SHORT EXERCISE:
Format the data from its first line through the line containing "0 102 23 134", both ends included, as a JSON list of strings with one string per line and blank lines omitted.

Data listing:
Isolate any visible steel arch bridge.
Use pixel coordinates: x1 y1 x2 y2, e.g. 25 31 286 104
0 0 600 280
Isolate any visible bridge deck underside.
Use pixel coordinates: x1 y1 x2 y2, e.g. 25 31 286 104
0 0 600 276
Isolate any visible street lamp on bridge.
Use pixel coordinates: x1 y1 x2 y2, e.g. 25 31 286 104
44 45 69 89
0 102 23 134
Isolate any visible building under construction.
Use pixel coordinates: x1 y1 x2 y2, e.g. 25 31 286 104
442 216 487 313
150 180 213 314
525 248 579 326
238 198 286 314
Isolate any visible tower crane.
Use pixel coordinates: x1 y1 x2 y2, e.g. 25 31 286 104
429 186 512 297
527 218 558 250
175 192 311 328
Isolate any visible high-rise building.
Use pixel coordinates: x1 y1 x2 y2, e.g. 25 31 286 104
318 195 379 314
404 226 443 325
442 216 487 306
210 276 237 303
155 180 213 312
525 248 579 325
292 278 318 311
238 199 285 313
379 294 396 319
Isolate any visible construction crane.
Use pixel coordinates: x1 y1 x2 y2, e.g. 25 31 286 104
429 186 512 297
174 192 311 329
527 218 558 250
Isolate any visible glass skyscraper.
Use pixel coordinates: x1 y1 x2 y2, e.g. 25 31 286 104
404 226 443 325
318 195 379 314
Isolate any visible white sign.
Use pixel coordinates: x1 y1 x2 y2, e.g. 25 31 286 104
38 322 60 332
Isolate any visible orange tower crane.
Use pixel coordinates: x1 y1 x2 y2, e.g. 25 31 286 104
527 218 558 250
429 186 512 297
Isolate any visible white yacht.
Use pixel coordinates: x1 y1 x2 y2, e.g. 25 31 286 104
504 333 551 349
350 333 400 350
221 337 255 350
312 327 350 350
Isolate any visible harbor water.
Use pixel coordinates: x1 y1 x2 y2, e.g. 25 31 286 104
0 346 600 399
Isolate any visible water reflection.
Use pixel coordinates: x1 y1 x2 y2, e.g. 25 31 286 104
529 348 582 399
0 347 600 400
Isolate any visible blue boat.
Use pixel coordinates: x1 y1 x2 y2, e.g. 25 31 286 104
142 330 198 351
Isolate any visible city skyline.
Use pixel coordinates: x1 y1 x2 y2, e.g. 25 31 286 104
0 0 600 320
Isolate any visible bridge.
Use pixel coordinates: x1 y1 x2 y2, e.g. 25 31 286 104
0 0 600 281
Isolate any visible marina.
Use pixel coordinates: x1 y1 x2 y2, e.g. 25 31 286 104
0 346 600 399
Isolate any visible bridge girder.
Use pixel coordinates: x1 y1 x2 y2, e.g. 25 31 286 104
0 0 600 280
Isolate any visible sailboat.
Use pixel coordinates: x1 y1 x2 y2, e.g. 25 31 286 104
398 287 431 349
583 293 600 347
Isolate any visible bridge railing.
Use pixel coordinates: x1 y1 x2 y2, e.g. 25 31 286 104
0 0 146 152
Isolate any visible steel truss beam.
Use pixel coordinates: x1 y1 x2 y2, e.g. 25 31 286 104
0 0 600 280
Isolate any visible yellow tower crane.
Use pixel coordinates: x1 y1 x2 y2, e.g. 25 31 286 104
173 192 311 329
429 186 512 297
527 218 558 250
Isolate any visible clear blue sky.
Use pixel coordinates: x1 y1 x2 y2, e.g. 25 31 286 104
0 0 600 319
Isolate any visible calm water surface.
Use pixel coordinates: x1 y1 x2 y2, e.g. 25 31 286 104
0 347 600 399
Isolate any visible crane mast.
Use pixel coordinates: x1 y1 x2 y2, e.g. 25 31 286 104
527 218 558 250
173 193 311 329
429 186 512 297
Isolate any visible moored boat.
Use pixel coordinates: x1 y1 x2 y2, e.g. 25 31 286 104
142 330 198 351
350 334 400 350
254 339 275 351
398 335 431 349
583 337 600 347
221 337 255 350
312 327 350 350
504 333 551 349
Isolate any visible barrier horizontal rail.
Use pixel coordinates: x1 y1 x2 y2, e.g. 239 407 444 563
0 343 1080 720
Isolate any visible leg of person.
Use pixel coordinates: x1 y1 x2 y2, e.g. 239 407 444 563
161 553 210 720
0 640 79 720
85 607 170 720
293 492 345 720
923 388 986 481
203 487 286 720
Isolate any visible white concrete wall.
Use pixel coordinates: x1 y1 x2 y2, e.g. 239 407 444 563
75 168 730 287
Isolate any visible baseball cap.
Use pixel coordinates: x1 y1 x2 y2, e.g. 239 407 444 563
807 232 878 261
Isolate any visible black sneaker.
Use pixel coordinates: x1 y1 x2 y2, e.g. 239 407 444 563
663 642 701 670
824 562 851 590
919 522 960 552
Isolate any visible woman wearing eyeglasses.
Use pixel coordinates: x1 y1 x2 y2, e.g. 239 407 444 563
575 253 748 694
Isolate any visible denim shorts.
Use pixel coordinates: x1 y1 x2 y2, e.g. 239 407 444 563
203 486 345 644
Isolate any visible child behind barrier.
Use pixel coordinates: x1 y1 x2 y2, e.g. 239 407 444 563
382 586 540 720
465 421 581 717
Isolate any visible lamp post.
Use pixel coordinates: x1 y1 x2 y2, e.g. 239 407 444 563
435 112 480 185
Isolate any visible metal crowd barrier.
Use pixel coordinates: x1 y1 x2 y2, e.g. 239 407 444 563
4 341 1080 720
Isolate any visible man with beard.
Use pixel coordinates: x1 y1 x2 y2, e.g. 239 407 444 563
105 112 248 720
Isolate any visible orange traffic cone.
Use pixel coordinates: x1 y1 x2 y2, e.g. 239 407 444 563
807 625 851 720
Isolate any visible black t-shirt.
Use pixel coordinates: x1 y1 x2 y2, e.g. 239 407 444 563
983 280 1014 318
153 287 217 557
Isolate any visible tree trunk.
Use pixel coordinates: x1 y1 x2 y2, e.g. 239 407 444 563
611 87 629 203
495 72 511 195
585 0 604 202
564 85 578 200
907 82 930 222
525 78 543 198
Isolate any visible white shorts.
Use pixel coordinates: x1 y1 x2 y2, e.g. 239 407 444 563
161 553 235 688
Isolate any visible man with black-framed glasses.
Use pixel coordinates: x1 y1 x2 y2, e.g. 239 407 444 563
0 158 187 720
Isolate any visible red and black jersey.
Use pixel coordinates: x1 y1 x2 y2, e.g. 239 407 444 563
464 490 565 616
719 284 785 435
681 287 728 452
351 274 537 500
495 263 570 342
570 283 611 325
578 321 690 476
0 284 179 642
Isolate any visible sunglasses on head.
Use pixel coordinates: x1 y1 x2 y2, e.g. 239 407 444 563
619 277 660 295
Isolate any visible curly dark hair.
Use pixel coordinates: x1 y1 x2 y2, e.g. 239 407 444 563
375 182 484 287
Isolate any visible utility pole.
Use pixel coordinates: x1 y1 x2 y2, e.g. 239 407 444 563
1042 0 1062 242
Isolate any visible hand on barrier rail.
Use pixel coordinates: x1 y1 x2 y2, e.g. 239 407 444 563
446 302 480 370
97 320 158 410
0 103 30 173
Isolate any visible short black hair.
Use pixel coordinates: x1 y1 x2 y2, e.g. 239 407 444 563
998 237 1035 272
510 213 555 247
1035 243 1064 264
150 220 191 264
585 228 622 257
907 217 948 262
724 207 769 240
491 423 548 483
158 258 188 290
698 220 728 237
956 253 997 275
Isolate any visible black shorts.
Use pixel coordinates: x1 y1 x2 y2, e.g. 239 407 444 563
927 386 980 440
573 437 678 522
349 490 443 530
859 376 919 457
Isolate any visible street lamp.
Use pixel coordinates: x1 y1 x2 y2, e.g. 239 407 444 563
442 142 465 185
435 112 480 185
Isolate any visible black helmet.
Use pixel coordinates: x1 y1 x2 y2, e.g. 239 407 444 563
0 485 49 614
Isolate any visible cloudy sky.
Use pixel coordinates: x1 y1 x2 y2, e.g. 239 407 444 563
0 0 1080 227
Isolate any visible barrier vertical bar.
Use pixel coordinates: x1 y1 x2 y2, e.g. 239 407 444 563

EXERCISE ANSWER:
[
  "Isolate any visible steel arch bridge.",
  "Use pixel coordinates: x1 y1 x2 y2, e.g. 25 31 286 104",
  "0 0 600 280",
  "Isolate any visible bridge deck underside.",
  "Use pixel coordinates: x1 y1 x2 y2, e.g. 25 31 286 104",
  "0 0 600 276",
  "Isolate any visible street lamp on bridge.",
  "Use pixel coordinates: x1 y1 x2 y2, e.g. 25 31 286 104",
  "44 45 69 89",
  "0 102 23 134"
]